Word for word, reproduce the data that follows.

**** Records to process ****

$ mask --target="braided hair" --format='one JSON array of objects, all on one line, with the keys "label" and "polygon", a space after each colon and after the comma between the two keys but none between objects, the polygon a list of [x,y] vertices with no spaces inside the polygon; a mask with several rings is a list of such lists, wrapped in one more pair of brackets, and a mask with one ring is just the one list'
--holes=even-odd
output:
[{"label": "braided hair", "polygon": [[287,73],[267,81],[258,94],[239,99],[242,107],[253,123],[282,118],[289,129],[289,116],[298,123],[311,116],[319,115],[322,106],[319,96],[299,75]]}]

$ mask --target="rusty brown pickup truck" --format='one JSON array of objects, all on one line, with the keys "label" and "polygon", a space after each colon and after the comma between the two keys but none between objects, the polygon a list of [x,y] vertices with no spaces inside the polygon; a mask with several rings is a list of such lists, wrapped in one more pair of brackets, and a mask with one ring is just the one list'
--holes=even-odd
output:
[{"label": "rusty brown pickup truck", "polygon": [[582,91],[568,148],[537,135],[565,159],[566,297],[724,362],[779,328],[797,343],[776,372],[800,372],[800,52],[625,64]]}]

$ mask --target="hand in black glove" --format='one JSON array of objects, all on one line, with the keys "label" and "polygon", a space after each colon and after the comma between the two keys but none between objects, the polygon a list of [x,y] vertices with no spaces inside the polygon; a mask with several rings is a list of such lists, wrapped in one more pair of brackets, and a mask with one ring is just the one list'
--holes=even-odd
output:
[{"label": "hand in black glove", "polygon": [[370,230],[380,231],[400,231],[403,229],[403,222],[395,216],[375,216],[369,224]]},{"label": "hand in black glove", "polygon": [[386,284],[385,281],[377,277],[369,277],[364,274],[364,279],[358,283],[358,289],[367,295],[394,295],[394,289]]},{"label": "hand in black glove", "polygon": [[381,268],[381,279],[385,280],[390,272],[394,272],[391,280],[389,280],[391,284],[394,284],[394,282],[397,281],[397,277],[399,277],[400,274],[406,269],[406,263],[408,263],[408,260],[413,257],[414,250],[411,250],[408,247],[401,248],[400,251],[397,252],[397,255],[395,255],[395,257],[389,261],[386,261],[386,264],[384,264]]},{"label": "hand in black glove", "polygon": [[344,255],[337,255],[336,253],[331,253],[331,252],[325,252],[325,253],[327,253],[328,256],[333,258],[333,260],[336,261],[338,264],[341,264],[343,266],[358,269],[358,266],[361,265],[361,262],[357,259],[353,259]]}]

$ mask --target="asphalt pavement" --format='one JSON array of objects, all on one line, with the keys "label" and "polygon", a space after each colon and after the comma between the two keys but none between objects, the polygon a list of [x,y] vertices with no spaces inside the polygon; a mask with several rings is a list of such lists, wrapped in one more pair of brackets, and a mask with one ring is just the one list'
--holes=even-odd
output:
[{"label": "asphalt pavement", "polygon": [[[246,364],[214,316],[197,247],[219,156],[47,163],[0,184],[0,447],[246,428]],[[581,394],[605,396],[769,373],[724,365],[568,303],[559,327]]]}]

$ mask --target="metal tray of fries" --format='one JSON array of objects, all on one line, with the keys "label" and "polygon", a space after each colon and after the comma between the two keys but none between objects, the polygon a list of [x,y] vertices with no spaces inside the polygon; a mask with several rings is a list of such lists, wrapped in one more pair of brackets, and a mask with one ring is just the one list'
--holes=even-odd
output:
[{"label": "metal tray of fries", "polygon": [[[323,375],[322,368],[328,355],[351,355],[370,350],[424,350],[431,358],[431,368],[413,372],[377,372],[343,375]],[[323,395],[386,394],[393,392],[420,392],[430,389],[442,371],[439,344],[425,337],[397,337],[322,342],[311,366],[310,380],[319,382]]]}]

****

■ Output below ■
$ mask --target="braided hair" --format='one JSON array of objects, all on one line, with the keys "label" and "polygon", a space after each colon and after the comma between the two keys but none between objects, the polygon a list of [x,y] vertices with no spaces inside the polygon; a mask with several rings is a list of such lists, wrapped in one more pair of brackets, and a mask with one ring is just the one list'
--holes=even-odd
output:
[{"label": "braided hair", "polygon": [[287,73],[267,81],[258,94],[239,99],[242,107],[253,123],[282,118],[289,129],[289,116],[298,123],[311,116],[319,115],[322,106],[319,96],[299,75]]}]

$ mask --target="rusty brown pickup truck" --format='one JSON array of objects, all on one line, with the keys "label" and "polygon", a space after each colon and after the comma between the two keys but none between objects, the polygon a list of [x,y] vertices with no spaces inside the polygon; a mask with several rings is a list of such lists, wrapped in one more pair of brackets, and a mask with one ring is just the one list'
--holes=even-odd
output:
[{"label": "rusty brown pickup truck", "polygon": [[582,91],[568,148],[537,135],[565,159],[566,297],[724,362],[779,328],[797,343],[776,372],[800,372],[800,52],[625,64]]}]

$ mask --target="hand in black glove" --format='one JSON array of objects, all on one line, with the keys "label" and "polygon", a space after each colon and after the comma between the two keys but none between objects, the polygon a list of [x,y] vertices with no spaces inside the polygon; a mask with several rings is a list of such lists, wrapped in one more pair of brackets, and a mask with one ring is just the one list'
--holes=even-odd
output:
[{"label": "hand in black glove", "polygon": [[370,230],[380,231],[400,231],[403,229],[403,222],[395,216],[375,216],[369,224]]},{"label": "hand in black glove", "polygon": [[386,284],[385,281],[377,277],[369,277],[364,274],[364,279],[358,283],[358,289],[367,295],[394,295],[394,289]]},{"label": "hand in black glove", "polygon": [[381,268],[381,279],[385,280],[390,272],[394,272],[391,280],[389,280],[391,284],[394,284],[394,282],[397,281],[397,277],[399,277],[400,274],[406,269],[406,263],[408,263],[408,260],[413,257],[414,250],[411,250],[408,247],[401,248],[400,251],[397,252],[397,255],[395,255],[395,257],[389,261],[386,261],[386,264],[384,264]]},{"label": "hand in black glove", "polygon": [[344,255],[337,255],[336,253],[331,253],[331,252],[325,252],[325,253],[327,253],[328,256],[333,258],[333,260],[336,261],[338,264],[341,264],[343,266],[358,269],[358,266],[361,265],[361,262],[357,259],[353,259]]}]

$ mask --target="asphalt pavement" --format='one JSON array of objects, all on one line, with the keys "label" and "polygon", a space after each colon and after the comma between the two keys but none between objects, the polygon a list of [x,y] vertices with no spaces inside the polygon; a mask with several rings is a list of such lists, wrapped in one more pair of brackets, and a mask with one ring is just the one list'
--holes=even-odd
output:
[{"label": "asphalt pavement", "polygon": [[[246,364],[214,316],[197,247],[219,156],[47,163],[0,184],[0,447],[246,428]],[[581,394],[605,396],[769,373],[724,365],[568,303],[559,327]]]}]

$ mask --target="metal tray of fries" --format='one JSON array of objects, all on one line, with the keys "label" and "polygon", a space after each colon and after the comma between the two keys but none between objects, the polygon a list of [x,y] vertices with no spaces inside the polygon; a mask with several rings is a list of such lists, wrapped in one more pair of brackets, and a mask with one ring is just the one list'
--holes=even-odd
output:
[{"label": "metal tray of fries", "polygon": [[[323,375],[322,368],[328,355],[351,355],[370,350],[424,350],[431,358],[431,368],[413,372],[377,372],[343,375]],[[323,395],[386,394],[393,392],[420,392],[430,389],[442,371],[439,344],[425,337],[397,337],[322,342],[311,366],[310,380],[319,382]]]}]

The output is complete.